[Source text — start]

There are different points of view on psychotherapy for schizophrenia. Sometimes, due to a false fear of psychiatry and psychiatrists, the patient’s relatives for a long time try to treat him with different specialists using exclusively psychotherapeutic methods, ignoring the need for drug treatment.

Sometimes, the opposite situation occurs, when the patient is prescribed a certain treatment regimen, and psychotherapy is “discarded as unnecessary”. Of course, the most beneficial for the patient is an integrated approach that combines psychotherapeutic and drug treatment.

Psychotherapy for schizophrenia

The majority of psychiatrists have recognized the inexpediency of psychotherapy in the acute period of the disease. Symptoms of schizophrenia such as delusions and hallucinations cannot be addressed with psychotherapy. Nevertheless, the very content of delirium and hallucinations is extremely important for the psychotherapist, since, firstly, it allows, having understood the special symbolic language of schizophrenia, to maximally “adjust” to the patient, establish a dialogue with him, and secondly, it may be in the future used as material for psychotherapy.

Stages of psychotherapy for schizophrenia 

Psychotherapy for schizophrenia can be conditionally divided into several stages:

  1. Informational and motivational. At this stage, it is important to convey to the patient information about his illness, treatment features, and possible side effects. It is important to convince him of the need for treatment, to instill confidence that with successful treatment, you can lead a completely fulfilling life. At the same time, work is underway with the patient’s relatives, aimed at debunking the myths about schizophrenia existing in society.
  2. The stage of “building plans”. The psychotherapist and the patient outline plans for the future. It should be borne in mind that the disease often introduces into the patient’s personality features that make it difficult for him to interact with people. Often the most safe for the patient is the professional area in which he can achieve great success. That is why rational employment is essential for people with schizophrenia.

[Source text — finish]

▶ [Complete the following]
**1)** Repeat word for word the part of the passage on psychotherapy for schizophrenia that opens with the words containing "Sometimes, the opposite" and closes with "material for psychotherapy.".
**2)** Write a continuation of the passage on psychotherapy for schizophrenia, picking up right after its last sentence.
The lines that come next are separate material, unrelated to the passage on psychotherapy for schizophrenia.

[Records — start]

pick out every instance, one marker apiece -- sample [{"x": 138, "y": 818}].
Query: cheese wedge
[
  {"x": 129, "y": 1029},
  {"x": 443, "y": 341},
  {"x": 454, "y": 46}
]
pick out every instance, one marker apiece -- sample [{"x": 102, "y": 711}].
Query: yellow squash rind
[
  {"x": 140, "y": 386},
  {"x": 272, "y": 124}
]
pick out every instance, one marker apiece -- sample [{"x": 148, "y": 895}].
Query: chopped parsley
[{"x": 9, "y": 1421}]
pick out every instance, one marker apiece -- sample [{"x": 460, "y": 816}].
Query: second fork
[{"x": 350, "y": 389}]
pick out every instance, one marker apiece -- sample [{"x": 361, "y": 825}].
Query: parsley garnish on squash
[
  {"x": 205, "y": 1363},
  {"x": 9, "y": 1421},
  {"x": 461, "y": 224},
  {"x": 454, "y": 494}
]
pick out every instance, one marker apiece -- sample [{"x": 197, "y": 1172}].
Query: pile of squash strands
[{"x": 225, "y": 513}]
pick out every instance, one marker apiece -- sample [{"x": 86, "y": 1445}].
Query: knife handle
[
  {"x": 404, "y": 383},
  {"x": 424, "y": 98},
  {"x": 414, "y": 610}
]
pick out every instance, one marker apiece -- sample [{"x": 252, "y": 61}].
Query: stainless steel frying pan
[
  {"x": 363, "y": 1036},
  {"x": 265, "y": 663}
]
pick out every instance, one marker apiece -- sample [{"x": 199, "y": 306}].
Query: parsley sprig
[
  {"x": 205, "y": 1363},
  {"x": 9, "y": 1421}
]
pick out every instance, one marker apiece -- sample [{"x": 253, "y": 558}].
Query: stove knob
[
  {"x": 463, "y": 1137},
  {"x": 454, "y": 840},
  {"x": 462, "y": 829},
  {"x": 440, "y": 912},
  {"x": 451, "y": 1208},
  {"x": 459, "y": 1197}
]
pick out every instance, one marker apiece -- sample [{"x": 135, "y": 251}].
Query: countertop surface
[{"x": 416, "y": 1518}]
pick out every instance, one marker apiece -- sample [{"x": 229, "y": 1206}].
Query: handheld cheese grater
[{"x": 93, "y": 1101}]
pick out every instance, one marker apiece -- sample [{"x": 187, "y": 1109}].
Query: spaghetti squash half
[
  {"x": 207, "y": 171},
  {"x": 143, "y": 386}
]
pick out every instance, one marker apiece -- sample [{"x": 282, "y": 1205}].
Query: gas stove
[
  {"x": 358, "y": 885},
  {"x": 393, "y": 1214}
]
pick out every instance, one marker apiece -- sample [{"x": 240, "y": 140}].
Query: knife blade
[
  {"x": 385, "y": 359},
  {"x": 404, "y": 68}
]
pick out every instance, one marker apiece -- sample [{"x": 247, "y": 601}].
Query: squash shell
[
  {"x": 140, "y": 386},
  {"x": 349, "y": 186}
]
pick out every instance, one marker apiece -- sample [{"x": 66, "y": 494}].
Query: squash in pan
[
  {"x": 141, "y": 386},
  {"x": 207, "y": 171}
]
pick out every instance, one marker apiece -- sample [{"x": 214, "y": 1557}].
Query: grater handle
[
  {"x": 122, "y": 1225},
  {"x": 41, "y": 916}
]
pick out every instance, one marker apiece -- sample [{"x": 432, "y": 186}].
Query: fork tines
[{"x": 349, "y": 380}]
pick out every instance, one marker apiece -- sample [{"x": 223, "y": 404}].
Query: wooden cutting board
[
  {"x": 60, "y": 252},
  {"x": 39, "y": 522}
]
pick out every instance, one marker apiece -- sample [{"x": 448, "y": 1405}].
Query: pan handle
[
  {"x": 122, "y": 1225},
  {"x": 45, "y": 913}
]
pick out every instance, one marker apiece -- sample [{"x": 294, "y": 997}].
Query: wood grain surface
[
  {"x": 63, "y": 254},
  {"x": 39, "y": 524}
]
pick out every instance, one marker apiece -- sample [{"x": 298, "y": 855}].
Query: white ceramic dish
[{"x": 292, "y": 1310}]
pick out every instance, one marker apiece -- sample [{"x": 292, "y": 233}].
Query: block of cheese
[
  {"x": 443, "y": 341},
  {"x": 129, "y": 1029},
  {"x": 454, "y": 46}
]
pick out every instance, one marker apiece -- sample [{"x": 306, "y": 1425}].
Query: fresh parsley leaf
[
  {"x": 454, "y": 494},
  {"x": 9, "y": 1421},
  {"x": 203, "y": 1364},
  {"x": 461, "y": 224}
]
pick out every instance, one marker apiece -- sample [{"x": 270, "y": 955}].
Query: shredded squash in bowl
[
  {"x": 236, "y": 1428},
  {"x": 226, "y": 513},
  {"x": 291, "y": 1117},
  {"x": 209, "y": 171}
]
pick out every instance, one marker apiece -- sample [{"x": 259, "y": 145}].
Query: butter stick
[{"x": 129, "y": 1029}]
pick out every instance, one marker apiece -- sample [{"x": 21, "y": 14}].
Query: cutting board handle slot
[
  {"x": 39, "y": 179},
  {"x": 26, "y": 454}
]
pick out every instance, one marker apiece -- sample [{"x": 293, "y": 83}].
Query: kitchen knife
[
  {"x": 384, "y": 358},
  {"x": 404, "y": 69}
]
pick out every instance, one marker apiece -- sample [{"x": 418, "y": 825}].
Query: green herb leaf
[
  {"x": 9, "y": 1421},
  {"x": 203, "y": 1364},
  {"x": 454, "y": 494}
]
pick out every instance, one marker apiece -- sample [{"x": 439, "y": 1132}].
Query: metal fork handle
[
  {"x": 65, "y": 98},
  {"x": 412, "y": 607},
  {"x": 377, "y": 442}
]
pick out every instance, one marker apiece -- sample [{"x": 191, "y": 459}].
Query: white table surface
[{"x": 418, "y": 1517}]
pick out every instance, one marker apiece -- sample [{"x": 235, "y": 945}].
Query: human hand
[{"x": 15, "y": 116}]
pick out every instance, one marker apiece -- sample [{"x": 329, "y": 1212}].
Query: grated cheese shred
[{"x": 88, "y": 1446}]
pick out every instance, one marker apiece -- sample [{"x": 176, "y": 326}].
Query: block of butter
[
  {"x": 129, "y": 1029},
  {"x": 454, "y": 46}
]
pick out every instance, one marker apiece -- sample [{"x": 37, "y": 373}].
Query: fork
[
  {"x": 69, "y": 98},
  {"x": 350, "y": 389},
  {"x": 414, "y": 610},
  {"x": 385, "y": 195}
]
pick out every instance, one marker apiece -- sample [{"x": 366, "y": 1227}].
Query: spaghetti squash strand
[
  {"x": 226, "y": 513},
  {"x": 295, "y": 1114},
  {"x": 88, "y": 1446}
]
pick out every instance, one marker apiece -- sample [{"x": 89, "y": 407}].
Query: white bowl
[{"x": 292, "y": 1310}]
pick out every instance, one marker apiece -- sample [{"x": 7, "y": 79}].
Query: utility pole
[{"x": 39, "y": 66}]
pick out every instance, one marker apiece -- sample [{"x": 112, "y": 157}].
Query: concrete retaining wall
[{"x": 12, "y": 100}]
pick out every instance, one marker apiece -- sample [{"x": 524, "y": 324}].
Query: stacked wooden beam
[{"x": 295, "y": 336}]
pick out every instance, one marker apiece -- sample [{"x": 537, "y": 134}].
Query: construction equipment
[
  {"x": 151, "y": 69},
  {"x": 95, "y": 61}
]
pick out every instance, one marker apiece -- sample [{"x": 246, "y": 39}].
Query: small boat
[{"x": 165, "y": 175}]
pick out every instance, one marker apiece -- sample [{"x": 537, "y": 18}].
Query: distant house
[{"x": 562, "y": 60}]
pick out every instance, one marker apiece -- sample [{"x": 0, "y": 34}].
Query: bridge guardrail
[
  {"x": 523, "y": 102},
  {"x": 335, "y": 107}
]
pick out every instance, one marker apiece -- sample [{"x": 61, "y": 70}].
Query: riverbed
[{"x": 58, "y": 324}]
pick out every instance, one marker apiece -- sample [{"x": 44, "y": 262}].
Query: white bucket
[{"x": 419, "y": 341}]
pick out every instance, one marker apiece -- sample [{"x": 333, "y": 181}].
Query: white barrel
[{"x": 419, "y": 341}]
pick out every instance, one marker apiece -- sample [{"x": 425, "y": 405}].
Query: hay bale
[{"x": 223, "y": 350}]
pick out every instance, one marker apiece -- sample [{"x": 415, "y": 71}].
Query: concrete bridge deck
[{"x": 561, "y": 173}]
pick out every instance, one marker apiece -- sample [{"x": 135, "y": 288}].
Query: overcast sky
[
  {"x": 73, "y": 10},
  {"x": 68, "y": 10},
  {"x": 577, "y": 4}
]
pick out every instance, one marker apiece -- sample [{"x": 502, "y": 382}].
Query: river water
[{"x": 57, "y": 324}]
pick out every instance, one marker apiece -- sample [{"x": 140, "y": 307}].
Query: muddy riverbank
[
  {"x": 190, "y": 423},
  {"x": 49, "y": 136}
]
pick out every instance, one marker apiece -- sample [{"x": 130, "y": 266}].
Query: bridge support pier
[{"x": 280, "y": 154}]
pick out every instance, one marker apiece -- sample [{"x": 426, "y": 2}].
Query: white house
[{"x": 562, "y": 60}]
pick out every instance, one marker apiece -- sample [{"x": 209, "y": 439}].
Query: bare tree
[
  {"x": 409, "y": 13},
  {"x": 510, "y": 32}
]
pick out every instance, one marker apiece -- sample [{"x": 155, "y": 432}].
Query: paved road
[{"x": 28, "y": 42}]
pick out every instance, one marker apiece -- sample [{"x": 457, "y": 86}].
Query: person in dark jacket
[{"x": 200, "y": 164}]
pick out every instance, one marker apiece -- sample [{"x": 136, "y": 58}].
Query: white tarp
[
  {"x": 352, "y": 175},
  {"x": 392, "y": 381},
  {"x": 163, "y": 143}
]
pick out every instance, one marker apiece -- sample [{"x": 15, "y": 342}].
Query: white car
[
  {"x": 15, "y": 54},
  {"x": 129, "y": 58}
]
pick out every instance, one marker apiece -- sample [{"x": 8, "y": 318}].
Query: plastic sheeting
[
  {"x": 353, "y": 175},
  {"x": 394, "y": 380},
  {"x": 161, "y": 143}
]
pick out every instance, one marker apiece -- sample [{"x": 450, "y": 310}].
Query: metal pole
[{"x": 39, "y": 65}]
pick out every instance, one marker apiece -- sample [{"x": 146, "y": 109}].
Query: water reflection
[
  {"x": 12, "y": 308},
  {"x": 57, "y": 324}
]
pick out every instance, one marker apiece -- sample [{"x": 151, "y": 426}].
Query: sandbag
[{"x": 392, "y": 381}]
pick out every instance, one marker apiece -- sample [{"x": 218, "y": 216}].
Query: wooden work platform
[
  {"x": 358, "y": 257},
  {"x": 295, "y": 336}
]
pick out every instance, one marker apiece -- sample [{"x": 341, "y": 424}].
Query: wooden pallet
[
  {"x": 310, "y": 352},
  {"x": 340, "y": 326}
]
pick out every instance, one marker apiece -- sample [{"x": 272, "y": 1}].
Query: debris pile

[Records — finish]

▶ [Per-task answers]
**1)**
Sometimes, the opposite situation occurs, when the patient is prescribed a certain treatment regimen, and psychotherapy is “discarded as unnecessary”. Of course, the most beneficial for the patient is an integrated approach that combines psychotherapeutic and drug treatment.

Psychotherapy for schizophrenia

The majority of psychiatrists have recognized the inexpediency of psychotherapy in the acute period of the disease. Symptoms of schizophrenia such as delusions and hallucinations cannot be addressed with psychotherapy. Nevertheless, the very content of delirium and hallucinations is extremely important for the psychotherapist, since, firstly, it allows, having understood the special symbolic language of schizophrenia, to maximally “adjust” to the patient, establish a dialogue with him, and secondly, it may be in the future used as material for psychotherapy.

**2)**
  3. Psychotherapy aimed at harmonizing relationships with others. Personal life often becomes a problem area for people with schizophrenia. Often, patients with formal persistence seek to establish relationships with the opposite sex, to start a family, not even understanding why they need it, not being independent from their own parental family. The prospects for family formation by patients with schizophrenia in each case should be assessed separately. In any case, psychotherapy should be aimed at making the patient better aware of his life path, his true, and not imposed by society needs. The patient can be offered family psychotherapy with the aim of “separation”, to achieve independence from the parents. This is all the more useful because, according to some points of view, an attack of schizophrenia is a peculiar, painfully distorted path of separation. It is not for nothing that in the hallucinatory-delusional experiences of patients, motives often sound similar to the motives of the magical rituals of initiation (initiation into adulthood) of young men in primitive cultures. Proceeding from this, the separation of the patient from the parental family “by peaceful means” can be considered as the prevention of a new attack. Family psychotherapy also allows you to reveal and exclude unconscious secondary benefits that the family receives from the illness of a loved one (For example, the illness of a son unites parents in the fight for his health and “saves” from clarifying their own relationships).